### Task details
In the records below, reproduce verbatim every line from the one containing "pig whisker, drawn" through the one containing "<point>649,382</point>", including both of those lines.

Collection entries

-----

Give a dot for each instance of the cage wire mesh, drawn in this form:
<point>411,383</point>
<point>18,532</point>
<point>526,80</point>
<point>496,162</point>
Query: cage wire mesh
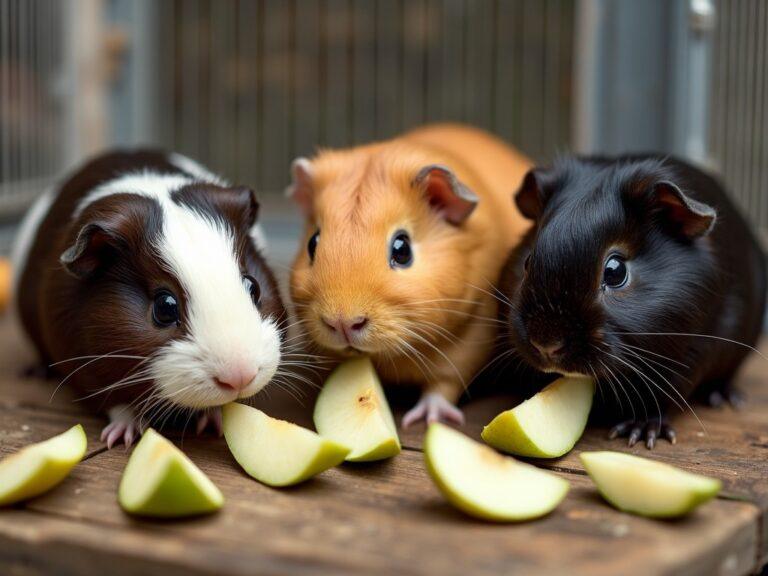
<point>740,104</point>
<point>247,85</point>
<point>31,121</point>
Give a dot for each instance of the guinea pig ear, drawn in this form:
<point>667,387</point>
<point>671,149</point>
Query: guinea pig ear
<point>93,247</point>
<point>240,204</point>
<point>530,197</point>
<point>689,217</point>
<point>446,193</point>
<point>302,187</point>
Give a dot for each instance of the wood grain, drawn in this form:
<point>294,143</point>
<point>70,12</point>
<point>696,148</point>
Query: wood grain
<point>376,518</point>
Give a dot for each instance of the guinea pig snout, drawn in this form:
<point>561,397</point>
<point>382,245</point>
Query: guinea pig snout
<point>235,379</point>
<point>350,329</point>
<point>550,351</point>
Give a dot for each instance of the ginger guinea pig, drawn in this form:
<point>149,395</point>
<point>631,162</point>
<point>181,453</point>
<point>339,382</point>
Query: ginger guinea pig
<point>641,272</point>
<point>404,241</point>
<point>141,283</point>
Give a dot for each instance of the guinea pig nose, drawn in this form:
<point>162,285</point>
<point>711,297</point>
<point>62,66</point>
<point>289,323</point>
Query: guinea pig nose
<point>235,380</point>
<point>346,326</point>
<point>551,350</point>
<point>357,323</point>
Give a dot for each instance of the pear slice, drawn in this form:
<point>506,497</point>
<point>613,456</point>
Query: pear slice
<point>276,452</point>
<point>483,483</point>
<point>160,480</point>
<point>39,467</point>
<point>546,425</point>
<point>353,410</point>
<point>645,487</point>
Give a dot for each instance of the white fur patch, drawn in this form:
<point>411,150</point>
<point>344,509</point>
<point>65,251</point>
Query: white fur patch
<point>197,171</point>
<point>225,329</point>
<point>27,233</point>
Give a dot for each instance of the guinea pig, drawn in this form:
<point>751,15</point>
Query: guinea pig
<point>639,272</point>
<point>141,281</point>
<point>404,240</point>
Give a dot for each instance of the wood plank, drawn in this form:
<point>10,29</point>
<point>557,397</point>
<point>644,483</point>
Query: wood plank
<point>388,517</point>
<point>379,518</point>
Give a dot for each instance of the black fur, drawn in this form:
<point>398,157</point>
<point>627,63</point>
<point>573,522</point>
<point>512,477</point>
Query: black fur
<point>690,273</point>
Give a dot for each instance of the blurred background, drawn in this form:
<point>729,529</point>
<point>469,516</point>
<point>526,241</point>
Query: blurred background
<point>246,85</point>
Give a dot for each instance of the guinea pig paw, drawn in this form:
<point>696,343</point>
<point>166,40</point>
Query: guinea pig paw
<point>123,427</point>
<point>210,418</point>
<point>120,431</point>
<point>433,407</point>
<point>649,430</point>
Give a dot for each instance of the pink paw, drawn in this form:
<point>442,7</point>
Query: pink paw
<point>210,418</point>
<point>433,407</point>
<point>122,427</point>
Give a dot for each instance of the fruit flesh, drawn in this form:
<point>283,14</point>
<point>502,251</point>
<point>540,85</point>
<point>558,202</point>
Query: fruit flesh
<point>646,487</point>
<point>353,410</point>
<point>485,484</point>
<point>276,452</point>
<point>546,425</point>
<point>161,481</point>
<point>39,467</point>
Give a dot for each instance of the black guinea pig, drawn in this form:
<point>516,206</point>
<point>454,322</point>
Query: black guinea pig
<point>639,272</point>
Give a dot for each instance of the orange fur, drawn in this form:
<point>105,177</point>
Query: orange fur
<point>430,324</point>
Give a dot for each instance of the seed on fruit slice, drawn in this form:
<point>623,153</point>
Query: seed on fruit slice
<point>486,484</point>
<point>353,410</point>
<point>276,452</point>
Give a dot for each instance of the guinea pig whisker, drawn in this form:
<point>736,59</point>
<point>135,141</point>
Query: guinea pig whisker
<point>621,387</point>
<point>418,359</point>
<point>438,330</point>
<point>481,319</point>
<point>109,355</point>
<point>649,382</point>
<point>615,393</point>
<point>638,348</point>
<point>685,334</point>
<point>661,365</point>
<point>97,356</point>
<point>502,300</point>
<point>421,338</point>
<point>290,390</point>
<point>629,382</point>
<point>675,390</point>
<point>299,377</point>
<point>505,355</point>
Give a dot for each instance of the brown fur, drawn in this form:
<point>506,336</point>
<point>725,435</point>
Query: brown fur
<point>110,311</point>
<point>441,305</point>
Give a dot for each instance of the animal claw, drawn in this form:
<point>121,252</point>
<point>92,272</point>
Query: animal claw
<point>122,427</point>
<point>650,430</point>
<point>433,407</point>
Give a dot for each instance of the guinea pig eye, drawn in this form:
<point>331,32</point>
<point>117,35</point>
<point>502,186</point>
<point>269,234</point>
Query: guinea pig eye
<point>312,245</point>
<point>400,253</point>
<point>253,288</point>
<point>615,272</point>
<point>165,310</point>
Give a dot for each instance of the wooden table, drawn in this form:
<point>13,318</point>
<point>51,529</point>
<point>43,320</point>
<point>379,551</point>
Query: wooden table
<point>382,517</point>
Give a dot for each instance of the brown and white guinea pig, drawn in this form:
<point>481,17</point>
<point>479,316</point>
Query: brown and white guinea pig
<point>141,281</point>
<point>640,272</point>
<point>404,240</point>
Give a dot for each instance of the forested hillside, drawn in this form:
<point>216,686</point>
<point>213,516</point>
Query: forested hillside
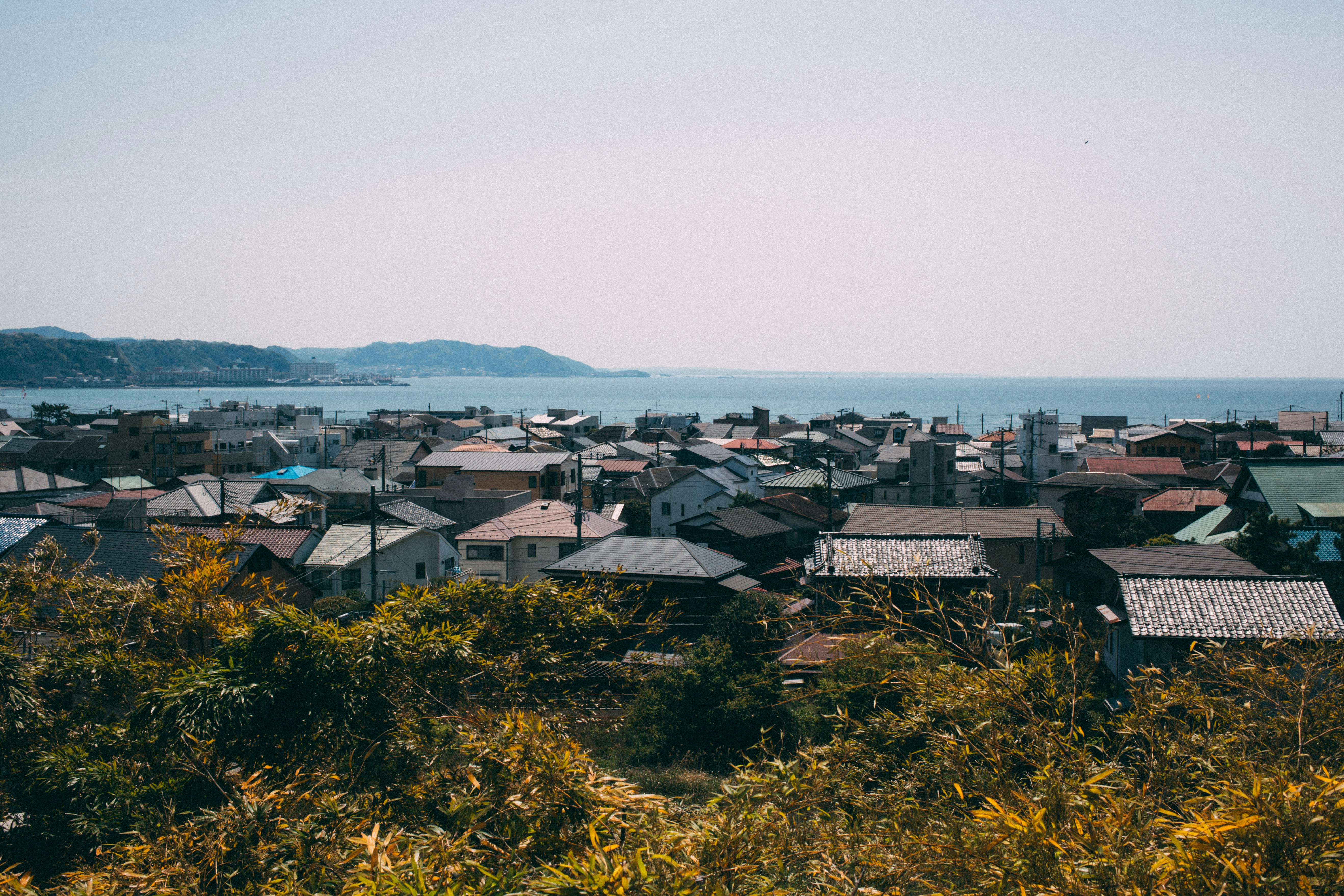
<point>26,358</point>
<point>193,355</point>
<point>447,746</point>
<point>462,359</point>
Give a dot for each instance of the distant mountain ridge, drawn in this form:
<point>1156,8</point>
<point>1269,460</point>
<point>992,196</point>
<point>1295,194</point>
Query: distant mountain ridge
<point>31,355</point>
<point>450,358</point>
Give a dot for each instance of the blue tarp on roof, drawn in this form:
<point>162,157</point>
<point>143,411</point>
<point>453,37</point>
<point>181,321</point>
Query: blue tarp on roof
<point>287,473</point>
<point>1327,551</point>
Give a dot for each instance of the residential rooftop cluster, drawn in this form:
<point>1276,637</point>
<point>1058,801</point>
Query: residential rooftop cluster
<point>1135,520</point>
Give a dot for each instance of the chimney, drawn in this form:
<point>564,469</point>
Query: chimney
<point>761,418</point>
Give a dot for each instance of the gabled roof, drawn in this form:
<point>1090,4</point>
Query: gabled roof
<point>656,479</point>
<point>1099,480</point>
<point>14,529</point>
<point>900,557</point>
<point>541,520</point>
<point>663,558</point>
<point>361,455</point>
<point>1285,483</point>
<point>742,522</point>
<point>1185,500</point>
<point>1135,465</point>
<point>1213,529</point>
<point>495,461</point>
<point>810,477</point>
<point>343,546</point>
<point>1177,559</point>
<point>287,473</point>
<point>1229,608</point>
<point>989,523</point>
<point>28,480</point>
<point>799,506</point>
<point>281,541</point>
<point>202,499</point>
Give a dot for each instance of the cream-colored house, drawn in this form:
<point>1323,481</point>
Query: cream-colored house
<point>517,546</point>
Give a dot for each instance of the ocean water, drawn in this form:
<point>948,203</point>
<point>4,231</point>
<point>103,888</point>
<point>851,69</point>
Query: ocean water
<point>1143,401</point>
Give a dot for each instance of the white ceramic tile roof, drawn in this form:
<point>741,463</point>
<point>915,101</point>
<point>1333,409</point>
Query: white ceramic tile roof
<point>1229,608</point>
<point>936,557</point>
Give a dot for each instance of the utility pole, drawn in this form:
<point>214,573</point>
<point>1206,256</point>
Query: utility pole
<point>373,543</point>
<point>578,506</point>
<point>1038,551</point>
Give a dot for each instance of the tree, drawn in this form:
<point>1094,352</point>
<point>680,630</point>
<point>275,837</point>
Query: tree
<point>50,414</point>
<point>1265,543</point>
<point>1104,523</point>
<point>636,516</point>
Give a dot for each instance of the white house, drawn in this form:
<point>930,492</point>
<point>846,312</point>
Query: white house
<point>517,546</point>
<point>406,555</point>
<point>709,490</point>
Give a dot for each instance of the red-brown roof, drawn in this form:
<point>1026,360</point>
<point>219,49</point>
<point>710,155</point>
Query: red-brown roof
<point>1185,500</point>
<point>104,498</point>
<point>1136,465</point>
<point>284,542</point>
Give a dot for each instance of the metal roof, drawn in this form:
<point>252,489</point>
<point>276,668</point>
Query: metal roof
<point>900,557</point>
<point>1328,546</point>
<point>541,520</point>
<point>287,473</point>
<point>1229,608</point>
<point>636,555</point>
<point>989,523</point>
<point>1206,529</point>
<point>14,529</point>
<point>1285,483</point>
<point>29,480</point>
<point>1136,465</point>
<point>810,477</point>
<point>495,461</point>
<point>345,546</point>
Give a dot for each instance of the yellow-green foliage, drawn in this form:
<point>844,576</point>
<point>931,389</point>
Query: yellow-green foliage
<point>425,752</point>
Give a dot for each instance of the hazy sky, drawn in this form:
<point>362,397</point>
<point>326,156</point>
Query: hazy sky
<point>1026,189</point>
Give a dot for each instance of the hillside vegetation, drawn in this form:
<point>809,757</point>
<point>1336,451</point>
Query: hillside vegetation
<point>436,749</point>
<point>453,358</point>
<point>26,358</point>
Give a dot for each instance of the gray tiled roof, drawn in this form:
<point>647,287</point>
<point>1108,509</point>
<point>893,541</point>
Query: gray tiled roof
<point>1229,608</point>
<point>14,529</point>
<point>810,477</point>
<point>670,558</point>
<point>937,557</point>
<point>989,523</point>
<point>1177,559</point>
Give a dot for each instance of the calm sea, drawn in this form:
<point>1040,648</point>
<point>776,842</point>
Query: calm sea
<point>803,397</point>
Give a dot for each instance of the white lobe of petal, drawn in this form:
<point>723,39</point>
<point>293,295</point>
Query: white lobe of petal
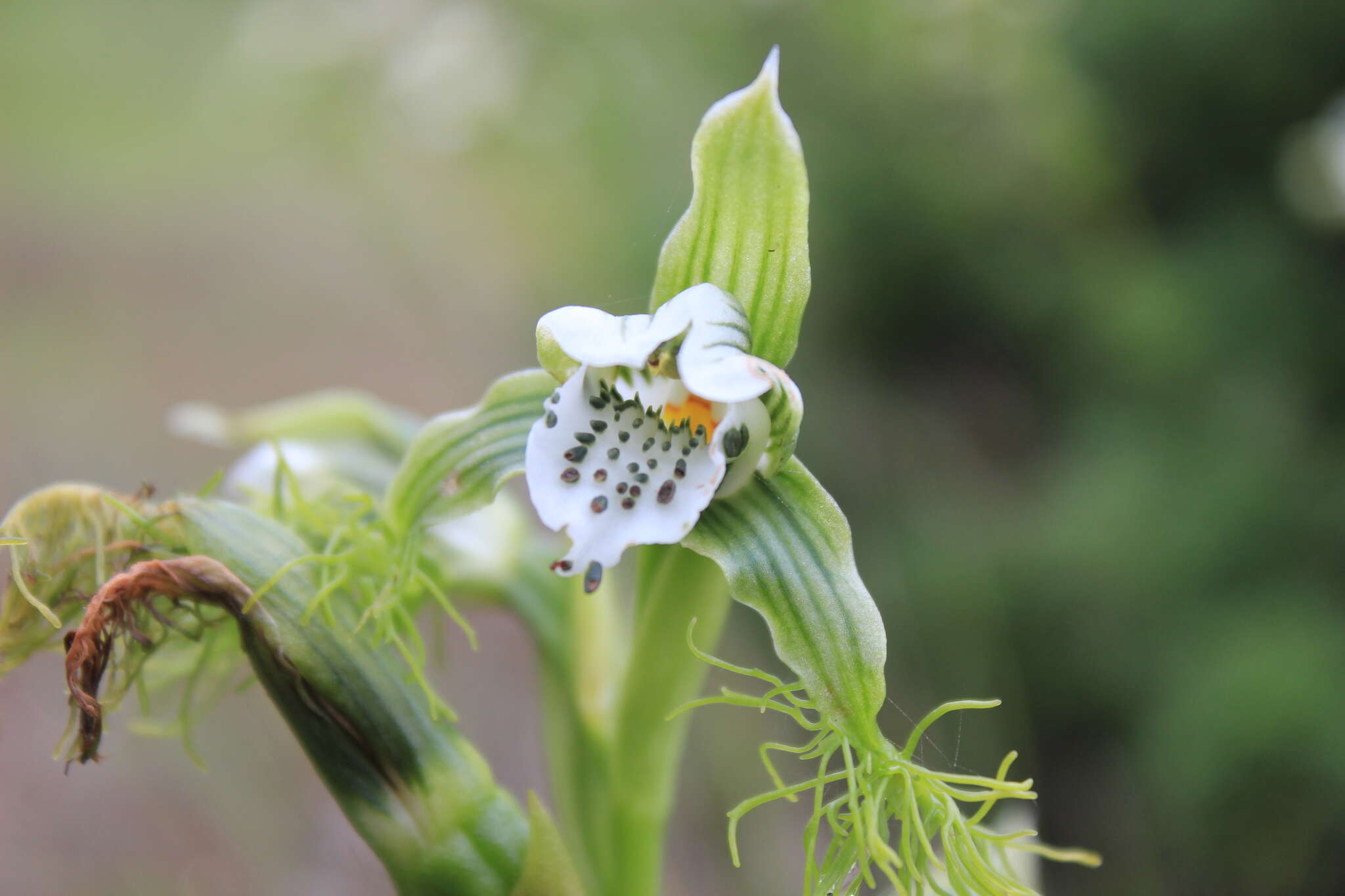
<point>715,359</point>
<point>592,336</point>
<point>758,422</point>
<point>608,492</point>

-----

### Result
Give a dot for each instance of the guinea pig whisker, drawn in this form:
<point>736,59</point>
<point>135,141</point>
Query: guinea pig whisker
<point>621,387</point>
<point>418,359</point>
<point>438,330</point>
<point>481,319</point>
<point>109,355</point>
<point>649,382</point>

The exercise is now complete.